▶ [Problem requirements] Copies of all lines that contain "glowing" are needed; take them from the data below.

▶ [Records for the task]
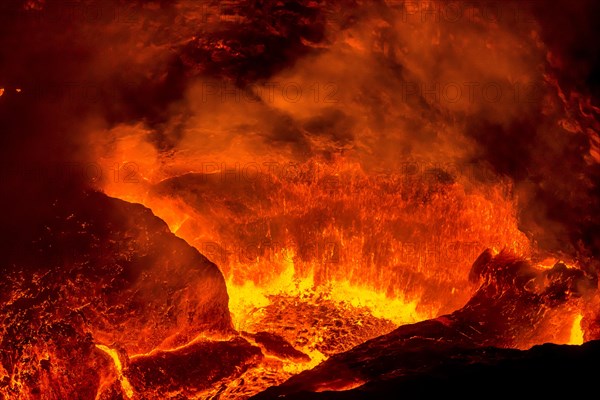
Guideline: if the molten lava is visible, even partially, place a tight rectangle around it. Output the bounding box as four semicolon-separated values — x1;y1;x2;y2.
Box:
1;0;599;399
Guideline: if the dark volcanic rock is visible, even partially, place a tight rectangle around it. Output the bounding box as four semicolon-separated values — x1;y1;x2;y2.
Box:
0;190;234;398
179;0;326;84
252;340;600;399
243;331;310;362
127;336;262;397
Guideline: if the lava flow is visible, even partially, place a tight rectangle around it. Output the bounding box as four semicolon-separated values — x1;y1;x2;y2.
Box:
1;0;600;399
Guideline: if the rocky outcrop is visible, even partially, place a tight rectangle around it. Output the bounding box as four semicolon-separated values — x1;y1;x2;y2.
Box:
0;190;241;398
251;251;597;399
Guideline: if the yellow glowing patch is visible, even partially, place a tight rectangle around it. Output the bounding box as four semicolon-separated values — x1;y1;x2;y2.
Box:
95;344;135;398
568;314;584;345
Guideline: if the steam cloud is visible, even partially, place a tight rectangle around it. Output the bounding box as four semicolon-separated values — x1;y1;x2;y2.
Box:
1;0;598;275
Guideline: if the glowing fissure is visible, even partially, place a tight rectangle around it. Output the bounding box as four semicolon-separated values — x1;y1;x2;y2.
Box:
95;344;134;399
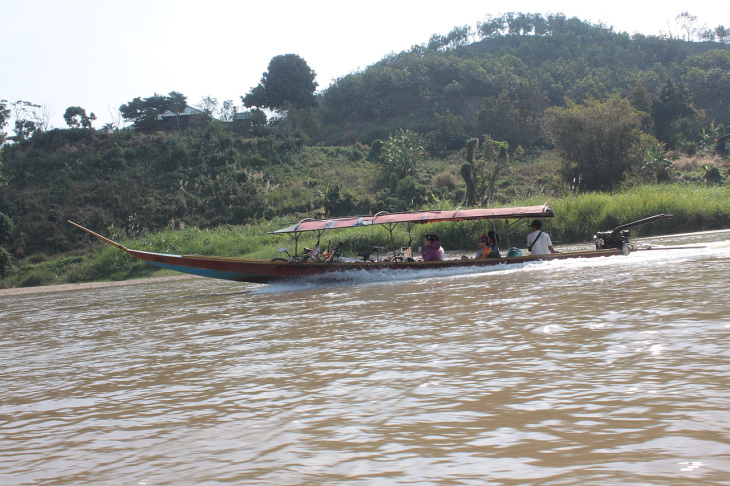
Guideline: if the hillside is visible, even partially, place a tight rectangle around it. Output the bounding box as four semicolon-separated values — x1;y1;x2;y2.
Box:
316;15;729;149
0;126;382;258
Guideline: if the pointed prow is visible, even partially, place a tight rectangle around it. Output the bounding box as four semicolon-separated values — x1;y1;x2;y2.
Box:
67;221;128;251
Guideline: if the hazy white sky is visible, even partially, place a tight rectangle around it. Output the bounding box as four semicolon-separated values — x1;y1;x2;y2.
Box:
2;0;728;128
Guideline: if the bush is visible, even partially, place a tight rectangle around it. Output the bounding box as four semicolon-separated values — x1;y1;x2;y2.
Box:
433;171;456;191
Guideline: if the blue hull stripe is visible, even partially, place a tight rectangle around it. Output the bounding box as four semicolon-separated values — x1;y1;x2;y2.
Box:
146;261;264;282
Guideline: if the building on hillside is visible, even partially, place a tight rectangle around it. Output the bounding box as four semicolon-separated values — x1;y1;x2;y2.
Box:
157;106;208;131
231;112;255;136
132;105;256;136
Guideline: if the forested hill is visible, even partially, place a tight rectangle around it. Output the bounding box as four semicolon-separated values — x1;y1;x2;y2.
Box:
1;14;729;269
316;14;729;149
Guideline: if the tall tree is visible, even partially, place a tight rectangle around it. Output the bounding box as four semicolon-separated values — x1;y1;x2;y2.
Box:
461;136;512;204
9;101;42;140
461;139;478;205
168;91;187;129
715;25;730;45
196;96;218;117
168;91;187;114
428;25;472;50
220;100;238;122
651;79;696;148
675;12;699;41
242;54;317;112
13;120;36;141
120;91;187;127
543;96;644;191
63;106;96;128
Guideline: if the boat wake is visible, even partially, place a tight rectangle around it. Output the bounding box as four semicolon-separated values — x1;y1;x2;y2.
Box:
254;237;730;294
253;260;534;294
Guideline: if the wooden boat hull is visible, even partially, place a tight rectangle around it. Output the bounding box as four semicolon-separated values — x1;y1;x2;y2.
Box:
126;247;626;284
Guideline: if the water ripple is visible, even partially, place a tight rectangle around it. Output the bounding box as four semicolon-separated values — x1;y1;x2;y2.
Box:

▶ [Result for this exercise]
Guideline: if the yellow glowing patch is visible, even partially, place a tight rectangle around it. Output the bounding box as four semicolon-separated values — x1;y1;x2;y2.
Guideline: if the glowing fissure is visible, even partially, place a tight rectangle around it. Output the bounding box as four semicolon-separated values — x1;y1;x2;y2.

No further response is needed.